- SOURCE PASSAGE
Economic Policy Institute

But none of this will, of course, make any dent in the right-wing narrative: they just know that the rising number of bums on welfare is a problem, even though there basically isn’t any welfare and there are no more bums than there ever were.

The first post yesterday was “Disaster in Europe:”

Obviously the news from Europe is terrible, with much confusion about exactly what is happening. Here’s what I think is the story, although I haven’t done any independent reporting.

1. Tsipras apparently allowed himself to be convinced, some time ago, that euro exit was completely impossible. It appears that Syriza didn’t even do any contingency planning for a parallel currency (I hope to find out that this is wrong). This left him in a hopeless bargaining position. I’m even hearing from people who should know that Ambrose Evans-Pritchard is right, that he hoped to lose the referendum, to give an excuse for capitulation.

2. But substantive surrender isn’t enough for Germany, which wants regime change and total humiliation — and there’s a substantial faction that just wants to push Greece out, and would more or less welcome a failed state as a caution for the rest.

3. I don’t know if some kind of deal might still be approved; even if it is, how long can it last?

- WHAT YOU HAVE TO DO
Extend the commentary on Greece and the euro past its last sentence, following on from the numbered points.

- Annotated photo localization data
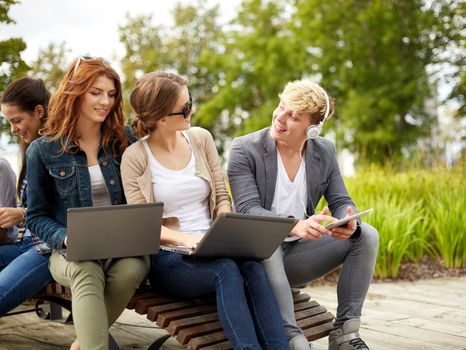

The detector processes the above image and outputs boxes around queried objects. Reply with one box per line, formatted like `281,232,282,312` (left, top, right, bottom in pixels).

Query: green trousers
49,250,149,350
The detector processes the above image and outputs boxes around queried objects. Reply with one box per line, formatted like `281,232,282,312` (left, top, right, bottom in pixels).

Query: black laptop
66,203,163,261
160,213,298,260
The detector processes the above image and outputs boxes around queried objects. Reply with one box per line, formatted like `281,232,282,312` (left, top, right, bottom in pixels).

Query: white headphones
306,88,330,139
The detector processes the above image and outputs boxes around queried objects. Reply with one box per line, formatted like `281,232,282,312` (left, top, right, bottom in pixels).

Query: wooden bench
31,283,334,350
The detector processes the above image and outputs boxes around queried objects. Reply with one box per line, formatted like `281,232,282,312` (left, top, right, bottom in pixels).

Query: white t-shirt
142,132,212,234
271,151,307,241
88,165,112,207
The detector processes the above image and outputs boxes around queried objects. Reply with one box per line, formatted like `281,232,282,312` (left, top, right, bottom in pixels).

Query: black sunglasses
167,92,193,119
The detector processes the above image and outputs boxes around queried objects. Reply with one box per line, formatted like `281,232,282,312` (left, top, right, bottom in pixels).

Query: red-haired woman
27,57,149,350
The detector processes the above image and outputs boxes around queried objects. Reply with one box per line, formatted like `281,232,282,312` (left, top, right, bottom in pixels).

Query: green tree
119,1,221,127
292,0,460,162
29,42,71,92
0,0,29,134
118,15,164,115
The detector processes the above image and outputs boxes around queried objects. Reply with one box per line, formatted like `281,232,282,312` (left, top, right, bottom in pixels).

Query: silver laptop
66,203,163,261
160,213,298,260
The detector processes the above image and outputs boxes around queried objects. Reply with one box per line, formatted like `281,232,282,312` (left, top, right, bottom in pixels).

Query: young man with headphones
228,80,378,350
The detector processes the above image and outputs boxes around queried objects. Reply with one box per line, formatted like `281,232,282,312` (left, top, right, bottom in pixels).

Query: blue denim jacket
26,130,134,249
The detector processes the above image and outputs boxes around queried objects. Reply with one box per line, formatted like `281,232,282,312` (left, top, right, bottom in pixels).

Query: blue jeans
150,251,288,350
0,237,53,317
262,222,379,339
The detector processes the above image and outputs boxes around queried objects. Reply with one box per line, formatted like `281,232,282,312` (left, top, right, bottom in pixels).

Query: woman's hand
291,207,337,240
331,206,358,240
0,208,23,228
215,204,231,216
160,226,204,248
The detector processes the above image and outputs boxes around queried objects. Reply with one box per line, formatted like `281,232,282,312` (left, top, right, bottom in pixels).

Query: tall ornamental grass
334,164,466,278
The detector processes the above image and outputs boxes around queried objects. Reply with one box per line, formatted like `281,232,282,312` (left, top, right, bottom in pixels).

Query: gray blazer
228,128,356,218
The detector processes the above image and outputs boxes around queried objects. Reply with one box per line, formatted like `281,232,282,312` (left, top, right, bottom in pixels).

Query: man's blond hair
279,79,334,124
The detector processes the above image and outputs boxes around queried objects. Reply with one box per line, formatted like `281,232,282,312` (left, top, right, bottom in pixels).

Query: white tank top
142,133,212,234
88,165,112,207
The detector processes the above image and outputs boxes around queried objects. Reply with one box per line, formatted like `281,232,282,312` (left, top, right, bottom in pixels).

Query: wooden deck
0,277,466,350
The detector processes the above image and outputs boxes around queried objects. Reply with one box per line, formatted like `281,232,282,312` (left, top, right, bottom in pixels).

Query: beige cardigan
121,127,231,229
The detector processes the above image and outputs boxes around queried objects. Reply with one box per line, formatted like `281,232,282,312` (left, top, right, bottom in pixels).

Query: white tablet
325,208,372,230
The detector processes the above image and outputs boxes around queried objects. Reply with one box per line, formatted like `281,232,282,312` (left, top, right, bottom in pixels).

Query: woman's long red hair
41,58,128,152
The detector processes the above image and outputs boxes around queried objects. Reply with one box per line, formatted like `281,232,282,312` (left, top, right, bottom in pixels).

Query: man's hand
0,208,23,228
291,207,336,240
331,206,358,240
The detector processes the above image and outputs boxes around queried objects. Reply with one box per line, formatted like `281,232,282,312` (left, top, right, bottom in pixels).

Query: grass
332,163,466,278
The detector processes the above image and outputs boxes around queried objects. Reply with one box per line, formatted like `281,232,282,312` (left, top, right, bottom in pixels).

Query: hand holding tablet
324,208,372,230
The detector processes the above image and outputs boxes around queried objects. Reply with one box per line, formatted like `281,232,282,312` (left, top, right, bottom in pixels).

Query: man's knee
359,222,379,252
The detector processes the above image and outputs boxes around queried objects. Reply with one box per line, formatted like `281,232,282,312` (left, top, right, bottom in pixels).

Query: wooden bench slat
135,298,209,319
293,293,311,304
294,300,319,312
303,318,333,341
199,341,233,350
199,340,233,350
126,291,173,310
157,304,217,328
35,283,334,350
186,332,227,350
166,312,218,335
294,305,327,321
176,320,223,345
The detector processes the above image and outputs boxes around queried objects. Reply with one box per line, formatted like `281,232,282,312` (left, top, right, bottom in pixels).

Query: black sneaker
328,318,369,350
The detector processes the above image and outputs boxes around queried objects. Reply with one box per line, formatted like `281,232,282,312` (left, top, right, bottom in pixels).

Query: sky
0,0,240,170
0,0,239,63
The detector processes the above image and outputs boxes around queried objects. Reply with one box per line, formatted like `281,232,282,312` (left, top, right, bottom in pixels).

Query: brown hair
41,57,128,152
130,72,188,137
0,77,50,197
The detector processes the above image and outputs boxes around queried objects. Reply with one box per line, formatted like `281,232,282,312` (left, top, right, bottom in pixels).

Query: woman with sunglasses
27,58,149,350
121,72,288,350
0,77,53,317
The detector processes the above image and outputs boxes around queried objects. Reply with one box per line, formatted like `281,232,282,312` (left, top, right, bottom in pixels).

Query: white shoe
288,334,312,350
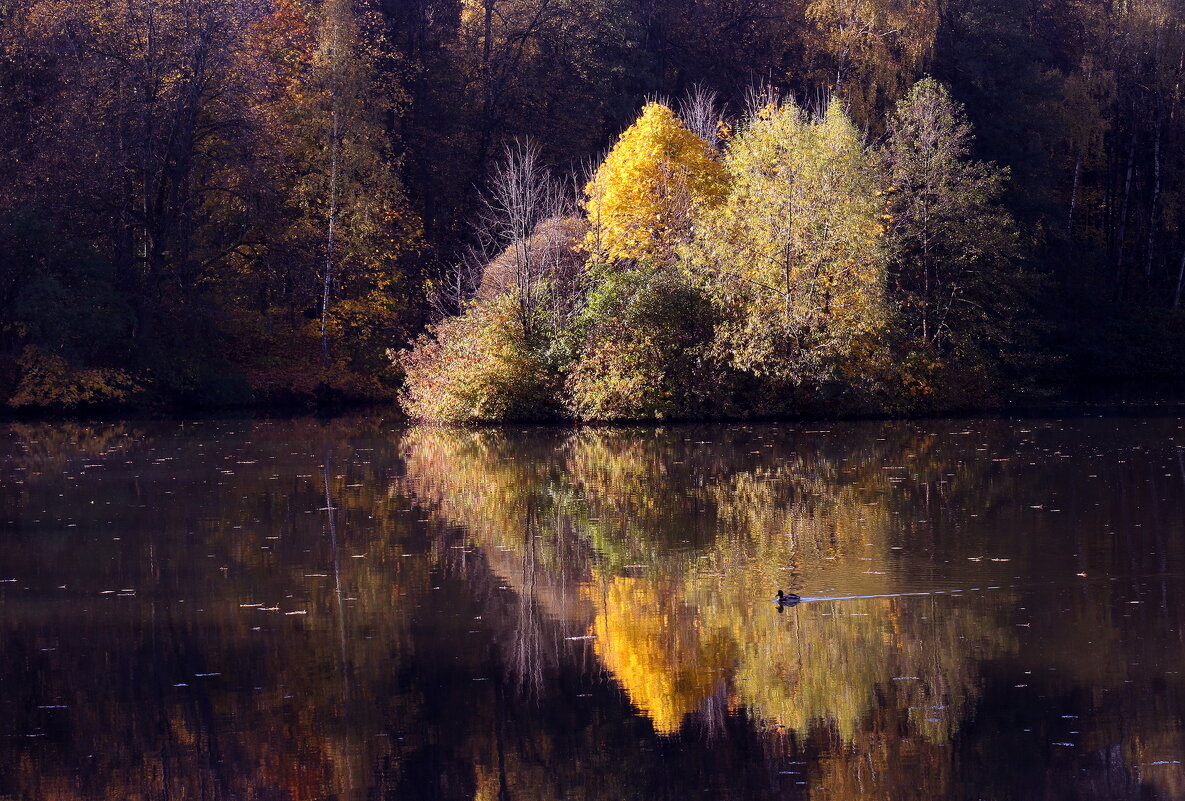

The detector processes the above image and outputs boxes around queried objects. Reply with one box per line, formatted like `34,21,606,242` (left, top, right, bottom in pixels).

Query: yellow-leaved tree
584,103,728,264
688,101,886,395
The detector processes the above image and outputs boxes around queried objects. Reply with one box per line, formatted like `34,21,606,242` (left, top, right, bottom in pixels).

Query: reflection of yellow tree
589,576,734,735
404,421,1014,743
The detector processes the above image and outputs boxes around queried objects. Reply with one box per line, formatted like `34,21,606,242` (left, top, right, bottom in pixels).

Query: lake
0,416,1185,801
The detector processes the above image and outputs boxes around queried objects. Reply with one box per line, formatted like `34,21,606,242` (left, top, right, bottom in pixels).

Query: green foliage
688,101,885,402
883,78,1039,406
568,268,720,419
399,295,561,422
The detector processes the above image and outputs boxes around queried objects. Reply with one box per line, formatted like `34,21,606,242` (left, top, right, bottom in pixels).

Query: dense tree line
0,0,1185,417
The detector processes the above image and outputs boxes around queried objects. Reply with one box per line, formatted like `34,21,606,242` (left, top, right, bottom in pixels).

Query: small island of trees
0,0,1185,421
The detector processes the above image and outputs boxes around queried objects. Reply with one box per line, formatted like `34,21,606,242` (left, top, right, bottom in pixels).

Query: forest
0,0,1185,421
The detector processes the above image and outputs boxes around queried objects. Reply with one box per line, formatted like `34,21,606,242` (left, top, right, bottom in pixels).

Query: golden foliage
584,103,728,263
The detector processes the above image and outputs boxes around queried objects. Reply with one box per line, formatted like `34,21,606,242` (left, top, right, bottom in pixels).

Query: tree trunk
1115,130,1136,300
321,8,341,373
1144,103,1160,278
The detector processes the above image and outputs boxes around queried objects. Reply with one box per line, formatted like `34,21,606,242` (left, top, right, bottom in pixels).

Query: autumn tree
584,103,726,264
688,100,885,400
884,78,1016,353
883,78,1037,397
248,0,422,396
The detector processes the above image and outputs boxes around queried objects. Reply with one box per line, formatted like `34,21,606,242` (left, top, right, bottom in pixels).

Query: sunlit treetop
584,103,728,264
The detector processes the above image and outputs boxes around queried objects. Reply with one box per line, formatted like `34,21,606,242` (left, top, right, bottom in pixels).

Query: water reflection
0,418,1185,799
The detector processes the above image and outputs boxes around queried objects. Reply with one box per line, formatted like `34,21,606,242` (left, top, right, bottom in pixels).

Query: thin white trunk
321,8,341,373
1144,114,1160,277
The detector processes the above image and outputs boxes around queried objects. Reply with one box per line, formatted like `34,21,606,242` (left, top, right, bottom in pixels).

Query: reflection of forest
404,428,1016,758
403,425,1180,797
0,419,1185,799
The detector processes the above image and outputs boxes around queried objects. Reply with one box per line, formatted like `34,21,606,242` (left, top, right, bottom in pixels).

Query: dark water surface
0,417,1185,801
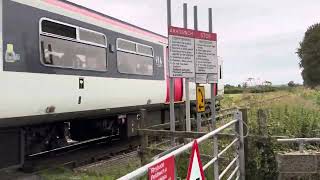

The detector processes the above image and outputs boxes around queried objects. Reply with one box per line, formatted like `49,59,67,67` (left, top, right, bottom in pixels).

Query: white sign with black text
169,27,195,78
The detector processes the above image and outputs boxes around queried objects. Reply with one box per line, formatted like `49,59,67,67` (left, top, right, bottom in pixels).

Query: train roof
56,0,167,43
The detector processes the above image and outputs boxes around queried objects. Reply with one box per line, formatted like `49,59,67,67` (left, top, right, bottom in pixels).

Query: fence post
258,109,268,136
139,109,148,164
240,108,249,179
234,111,245,180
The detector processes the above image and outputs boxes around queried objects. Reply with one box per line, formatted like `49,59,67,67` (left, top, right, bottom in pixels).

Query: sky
69,0,320,85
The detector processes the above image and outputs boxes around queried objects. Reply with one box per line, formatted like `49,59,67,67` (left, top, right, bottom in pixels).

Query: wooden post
258,109,268,136
179,104,186,131
139,109,148,164
239,108,249,179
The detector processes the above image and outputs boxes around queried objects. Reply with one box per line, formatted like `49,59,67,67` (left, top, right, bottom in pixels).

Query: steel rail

- THE ANSWER
The thing is, all the wise heads saying that Grexit is impossible, that it would lead to a complete implosion, don’t know what they are talking about. When I say that, I don’t mean that they’re necessarily wrong — I believe they are, but anyone who is confident about anything here is deluding himself. What I mean instead is that nobody has any experience with what we’re looking at. It’s striking that the conventional wisdom here completely misreads the closest parallel, Argentina 2002. The usual narrative is completely wrong: de-dollarization did *not* cause economic collapse, but rather followed it, and recovery began quite soon.

There are only terrible alternatives at this point, thanks to the fecklessness of the Greek government and, far more important, the utterly irresponsible campaign of financial intimidation waged by Germany and its allies. And I guess I have to say it: unless Merkel miraculously finds a way to offer a much less destructive plan than anything we’re hearing, Grexit, terrifying as it is, would be better.

Yesterday’s last post was “Killing the European Project:”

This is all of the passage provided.